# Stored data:
┌──

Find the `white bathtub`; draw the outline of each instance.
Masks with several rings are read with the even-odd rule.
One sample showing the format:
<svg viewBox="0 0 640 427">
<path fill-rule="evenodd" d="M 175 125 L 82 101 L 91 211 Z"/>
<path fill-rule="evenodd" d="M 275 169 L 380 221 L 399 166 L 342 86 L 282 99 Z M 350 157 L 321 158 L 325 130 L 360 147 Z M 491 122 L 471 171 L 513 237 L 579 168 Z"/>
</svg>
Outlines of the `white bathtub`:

└──

# ACTION ITEM:
Whenever the word "path" shows up in a line of the entries, copy that line.

# YOUR RESPONSE:
<path fill-rule="evenodd" d="M 175 125 L 82 101 L 91 211 Z"/>
<path fill-rule="evenodd" d="M 275 169 L 380 221 L 399 166 L 342 86 L 282 99 Z M 350 157 L 321 158 L 325 130 L 360 147 Z M 491 122 L 471 171 L 513 237 L 579 168 Z"/>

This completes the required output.